• [Instructions to follow]: In the passage on concert tour dates, rewrite the part starting at "That is, as" and ending at "move fast enough.", changing "extension cord" to "power strip".

• [Selected text]:
▬▬▬▬▬▬
But history, like time, has a tendency to move forwards. Bing gave way to Sting, Frankie to The Jim Rose Circus, and fans of live entertainment demanded that the delivery and storage method for concert schedules, like the latest calendars for the Finn Brothers, the Eagles and Heart, keep pace with modern times. We became a “get-up-and-go” nation of concert fans. And, as everyone knows, when you gotta go, you gotta go.

Fast forward to 2004 and you’ll find that today’s concert fans have a plethora of methods to transfer schedules for acts like Flickerstick and David Byrne to compact, handy electronic devices so that they may enjoy their favorite routings no matter where they might be. Yes, today you can read all your favorite schedules, from Aerosmith to ZZ Top, no matter where your travels might take you. Thanks to the wonders of science and the dynamics of a capitalistic society, you can now effortlessly transfer all your favorite dates, including the ones for Ekoostik Hookah, Jimmy Cliff and Brian Wilson, to your favorite portable device, and then gaze upon those dates as you ride the New York subways, surf the waves at Malibu, or do whatever the folks in the middle do to lighten up their daily drudgeries. Yes, it’s a great time to be alive. A time of tour dates that are accessible no matter where you are in this great nation.

That is, as long as you have a long enough extension cord. Or an extra lump of coal in your pocket. When it comes to tour dates, sometimes history just doesn’t move fast enough.
▬▬▬▬▬▬
• [Items]:
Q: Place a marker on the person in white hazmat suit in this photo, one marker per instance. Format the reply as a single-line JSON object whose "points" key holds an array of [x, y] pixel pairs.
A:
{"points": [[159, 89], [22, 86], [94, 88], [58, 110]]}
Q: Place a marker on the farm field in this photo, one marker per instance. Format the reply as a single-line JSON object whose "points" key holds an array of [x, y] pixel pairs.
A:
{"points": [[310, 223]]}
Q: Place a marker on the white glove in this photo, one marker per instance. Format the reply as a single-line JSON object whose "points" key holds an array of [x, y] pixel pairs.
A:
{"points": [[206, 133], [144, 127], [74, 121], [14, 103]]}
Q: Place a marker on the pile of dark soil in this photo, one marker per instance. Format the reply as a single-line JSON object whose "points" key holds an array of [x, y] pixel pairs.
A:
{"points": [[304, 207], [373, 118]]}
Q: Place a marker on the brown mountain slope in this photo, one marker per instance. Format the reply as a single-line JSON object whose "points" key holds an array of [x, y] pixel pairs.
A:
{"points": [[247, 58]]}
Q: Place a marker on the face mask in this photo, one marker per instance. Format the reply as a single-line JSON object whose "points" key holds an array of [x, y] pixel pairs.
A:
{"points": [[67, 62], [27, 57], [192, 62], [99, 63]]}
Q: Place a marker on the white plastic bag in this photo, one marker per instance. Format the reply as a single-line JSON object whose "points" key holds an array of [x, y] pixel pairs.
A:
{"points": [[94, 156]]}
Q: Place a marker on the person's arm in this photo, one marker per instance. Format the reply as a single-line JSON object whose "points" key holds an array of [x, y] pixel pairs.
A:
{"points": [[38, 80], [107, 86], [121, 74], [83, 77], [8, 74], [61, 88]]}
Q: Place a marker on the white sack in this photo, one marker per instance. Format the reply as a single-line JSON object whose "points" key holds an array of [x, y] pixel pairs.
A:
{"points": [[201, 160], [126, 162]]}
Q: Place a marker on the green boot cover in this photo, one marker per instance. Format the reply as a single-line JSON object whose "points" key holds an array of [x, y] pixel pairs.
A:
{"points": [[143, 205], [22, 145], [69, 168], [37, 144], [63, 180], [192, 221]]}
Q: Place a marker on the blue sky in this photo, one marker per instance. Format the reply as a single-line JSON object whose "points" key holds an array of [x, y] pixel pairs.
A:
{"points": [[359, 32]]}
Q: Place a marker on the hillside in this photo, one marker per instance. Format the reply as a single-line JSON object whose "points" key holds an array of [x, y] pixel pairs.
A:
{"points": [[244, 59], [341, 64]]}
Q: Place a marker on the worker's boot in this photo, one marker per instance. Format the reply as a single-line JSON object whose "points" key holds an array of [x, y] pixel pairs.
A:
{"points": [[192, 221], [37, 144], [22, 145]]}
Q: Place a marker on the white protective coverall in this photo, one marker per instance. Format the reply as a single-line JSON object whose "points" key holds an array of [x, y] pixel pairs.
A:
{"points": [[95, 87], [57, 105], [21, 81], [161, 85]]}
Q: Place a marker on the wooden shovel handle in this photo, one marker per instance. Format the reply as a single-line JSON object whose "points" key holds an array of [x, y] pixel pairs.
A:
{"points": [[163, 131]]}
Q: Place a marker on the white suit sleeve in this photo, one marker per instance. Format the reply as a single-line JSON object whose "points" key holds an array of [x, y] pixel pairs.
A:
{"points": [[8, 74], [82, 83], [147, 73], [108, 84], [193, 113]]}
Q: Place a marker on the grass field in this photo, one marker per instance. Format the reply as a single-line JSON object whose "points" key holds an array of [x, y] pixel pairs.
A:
▬▬▬▬▬▬
• [Task answer]:
That is, as long as you have a long enough power strip. Or an extra lump of coal in your pocket. When it comes to tour dates, sometimes history just doesn’t move fast enough.